**本文:**
********
4 2018年09月30日

 親愛なる陛下!

 涼しくなると詩興も少し出て、和漢朗詠集秋部などを読んでおります。何十回読んだことでしょうか。まだ落葉には早いですが、白氏の「秋の庭は掃はず藤杖に携はりて閑かに梧桐の黄葉を踏んで行く」などとても感慨深く思います。落葉といえば、マラルメのエロディヤードに、「なんぢが底深き氷の下に沈みたる落葉に似たるわが思出を求めつつ」とありますが、ここで言う汝とは鏡のこと。躬恒の旋頭歌に「ます鏡そこなる影にむかひゐて見るときにこそしらぬ翁にあふここちすれ」とあります。私もこれを本歌取りして先日「いつの間に重ぬる年はます鏡知らぬ翁の浪の数かも」という歌を詠みました。マラルメは鏡のことを「うれへによつてその縁の中に凍りたる水」と言っていますが、なかなか優れた表現ではないかと思います。ボルヘスが、鏡と情交は人を増やすがゆえに忌まわしいというようなことを言っていた気がします。

 落葉、鏡、老人、厭世。大鏡に始まる歴史物語の四鏡も、ほとんどが老人が昔を語る体だったと思います。老人が鏡に感慨を抱くのは、現在の年老いた顔の皺などに、自己の歴史を感じ、昔を思い出すからでしょう。私はまだ鏡を見て感慨深くなるようなことはありませんが、見入ることもありません。しかし様々な文学上の先例により、哀愁を感じることができます。ただ、鏡は個人的なものですから、一時の感傷以上の価値はないように思います。個人的なものより、社会的なもの、政治的なものに価値があるのは明らかです。その点で私は唯美主義に反対します。政治的なものよりも宗教的なものに価値があるということも明らかですが。
********
(データファイルの一部)
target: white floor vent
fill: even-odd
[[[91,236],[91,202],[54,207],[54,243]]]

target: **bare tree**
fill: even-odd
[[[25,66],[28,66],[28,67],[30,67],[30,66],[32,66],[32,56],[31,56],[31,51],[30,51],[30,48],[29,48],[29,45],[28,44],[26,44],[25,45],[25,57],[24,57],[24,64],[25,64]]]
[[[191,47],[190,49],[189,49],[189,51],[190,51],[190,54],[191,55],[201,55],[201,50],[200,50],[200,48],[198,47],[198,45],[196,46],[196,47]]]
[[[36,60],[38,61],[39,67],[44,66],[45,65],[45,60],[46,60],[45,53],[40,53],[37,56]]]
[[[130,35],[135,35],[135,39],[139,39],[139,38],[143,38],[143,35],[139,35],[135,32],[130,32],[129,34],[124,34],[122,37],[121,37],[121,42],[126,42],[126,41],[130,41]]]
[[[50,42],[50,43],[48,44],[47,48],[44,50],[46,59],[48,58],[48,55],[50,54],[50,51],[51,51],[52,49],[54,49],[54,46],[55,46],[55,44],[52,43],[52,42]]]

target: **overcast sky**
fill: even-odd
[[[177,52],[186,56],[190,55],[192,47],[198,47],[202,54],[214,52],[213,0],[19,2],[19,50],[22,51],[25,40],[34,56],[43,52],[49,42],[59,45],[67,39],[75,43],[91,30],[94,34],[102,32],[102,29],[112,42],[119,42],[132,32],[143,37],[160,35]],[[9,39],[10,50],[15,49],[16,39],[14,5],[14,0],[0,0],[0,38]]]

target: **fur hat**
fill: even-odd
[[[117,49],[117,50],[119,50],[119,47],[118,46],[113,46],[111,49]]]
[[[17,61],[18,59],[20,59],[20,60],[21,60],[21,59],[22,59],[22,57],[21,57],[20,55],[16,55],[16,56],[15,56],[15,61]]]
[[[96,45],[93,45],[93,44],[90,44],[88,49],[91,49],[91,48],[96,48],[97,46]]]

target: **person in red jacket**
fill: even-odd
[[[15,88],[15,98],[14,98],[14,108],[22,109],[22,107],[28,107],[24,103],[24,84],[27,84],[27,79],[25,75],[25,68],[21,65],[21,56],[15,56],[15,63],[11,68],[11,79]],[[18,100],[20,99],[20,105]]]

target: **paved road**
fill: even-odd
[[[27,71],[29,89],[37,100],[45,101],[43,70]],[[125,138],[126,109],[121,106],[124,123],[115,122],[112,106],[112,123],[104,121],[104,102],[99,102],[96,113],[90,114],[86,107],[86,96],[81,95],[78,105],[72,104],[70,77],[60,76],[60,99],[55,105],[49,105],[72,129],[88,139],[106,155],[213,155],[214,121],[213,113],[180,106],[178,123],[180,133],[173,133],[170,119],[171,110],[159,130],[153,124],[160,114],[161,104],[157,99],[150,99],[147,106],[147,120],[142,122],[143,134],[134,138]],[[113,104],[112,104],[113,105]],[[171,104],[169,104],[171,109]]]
********
**練習問題:**
a) 次の(i)～(iii)が鏡をめぐる文章の内容と合っているかどうかを、「はい」か「いいえ」で答えなさい。それぞれ、判断の決め手となる文章中の語句をそのまま引用して添えること。
(i) 筆者は和漢朗詠集秋部を一度しか読んだことがない。
(ii) 筆者は躬恒の旋頭歌を本歌取りして歌を詠んだ。
(iii) 筆者は唯美主義に賛成している。
b) 鏡をめぐる文章を、最後の文のあとから書き継ぎなさい。
ここに示した記録は、鏡をめぐる文章とは関係がない。

**解答:**
a)
(i) いいえ　「何十回読んだことでしょうか」
(ii) はい　「私もこれを本歌取りして」
(iii) いいえ　「その点で私は唯美主義に反対します」

b)
 とはいえ政治的な何らかの活動をする道も、私には閉ざされています。プリズンにおける徒刑はさておき、私がこの民主主義社会、平民レジームに少しでも益になるようなことは絶対に、少なくとも意識的に行うつもりは毛頭ありません。そしてそれらの転覆は自力では不可能ですから、害になることをする労を取るつもりもありません。

 今の私は普通の右翼からすれば、ほとんど反体制的で左翼的にすら見えるかもしれません。しかし伝統を知らない浅はかな近代主義者の右翼こそが私からすれば左翼なのですから、一切気にする必要はありません。1940年にナチス・ドイツがフランスに侵攻し、一撃で第三共和制が葬り去られましたが、フランスの極右、王党派などはこれをディヴィーヌ・シュープリーズ(神による一撃)として大歓迎しました。私の立場はこれに少し近いものがあります。

 明治革命以降の日本の政権は純粋な簒奪政権であり、端的な悪です。思想的に妥協の余地はありません。戦前の体制は戦後に比べればマシというだけで、それ自体薩長の足軽のレジームに過ぎず、今に至る天皇のバビロン捕囚の始まりなのです。ですから、YP体制などではなくて、この明治革命体制を打破しないことには何も始まりません。しかしそれは現実的に不可能です。

 フランス第三共和制にとってのナチス・ドイツのような外国は日本の周りにはありません。日本と同じか、それよりもひどい国ばかりです。ですから外圧によって平民レジームが打破されることは有り得ず、万事休すというわけです。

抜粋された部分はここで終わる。